**Short exercise:** Starting with the line that contains "Would you be able to point to the bare", set down each line through the end of the entries below, exactly and with nothing added.

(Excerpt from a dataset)
——
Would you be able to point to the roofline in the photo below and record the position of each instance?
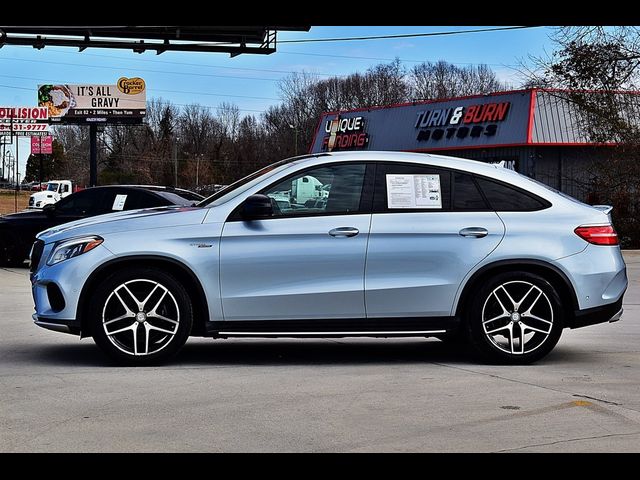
(480, 95)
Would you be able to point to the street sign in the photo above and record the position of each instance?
(41, 145)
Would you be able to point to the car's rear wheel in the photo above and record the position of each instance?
(515, 318)
(141, 316)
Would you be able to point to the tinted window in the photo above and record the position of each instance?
(109, 199)
(429, 185)
(80, 203)
(177, 198)
(332, 189)
(144, 199)
(506, 198)
(466, 195)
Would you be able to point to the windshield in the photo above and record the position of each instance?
(236, 188)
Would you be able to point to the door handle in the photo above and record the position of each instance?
(477, 232)
(344, 232)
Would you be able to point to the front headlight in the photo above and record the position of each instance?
(72, 248)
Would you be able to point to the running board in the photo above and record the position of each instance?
(335, 327)
(390, 333)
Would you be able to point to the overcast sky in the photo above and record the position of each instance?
(212, 78)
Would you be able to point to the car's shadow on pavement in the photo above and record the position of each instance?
(273, 353)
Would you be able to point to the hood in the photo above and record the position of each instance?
(131, 220)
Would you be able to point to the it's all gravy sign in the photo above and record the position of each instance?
(345, 134)
(461, 122)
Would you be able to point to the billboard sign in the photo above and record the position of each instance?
(124, 102)
(23, 129)
(41, 145)
(23, 121)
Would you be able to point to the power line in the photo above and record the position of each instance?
(49, 80)
(142, 70)
(180, 63)
(404, 35)
(286, 52)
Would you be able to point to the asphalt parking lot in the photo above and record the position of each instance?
(59, 394)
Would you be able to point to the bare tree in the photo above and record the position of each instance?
(443, 80)
(598, 69)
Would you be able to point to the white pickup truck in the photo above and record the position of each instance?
(56, 189)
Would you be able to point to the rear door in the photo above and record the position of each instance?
(429, 228)
(307, 261)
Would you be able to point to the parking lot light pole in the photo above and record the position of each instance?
(295, 128)
(175, 162)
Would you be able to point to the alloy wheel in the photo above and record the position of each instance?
(140, 317)
(517, 327)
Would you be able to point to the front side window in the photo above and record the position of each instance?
(330, 189)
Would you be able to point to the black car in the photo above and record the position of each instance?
(18, 230)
——
**Task result:**
Would you be able to point to the bare tree in the photo above and record the position of each instance?
(443, 80)
(598, 69)
Would you be able to point to the white pickup truck in the photo above and record the position of each instance?
(56, 189)
Would you be able to point to the rear door in the photo above and record the position of each instance?
(429, 228)
(307, 261)
Would you be able to point to the parking lot light pole in the photo above and record the position of each instance?
(295, 128)
(175, 162)
Would you be able to point to the alloy wheel in the photo above and record the position of each instance?
(140, 317)
(517, 327)
Would you be able to point to the front side window in the photo above and record the position of each instance?
(330, 189)
Would you be able to point to the black car in the photo above and record the position of each instance?
(18, 230)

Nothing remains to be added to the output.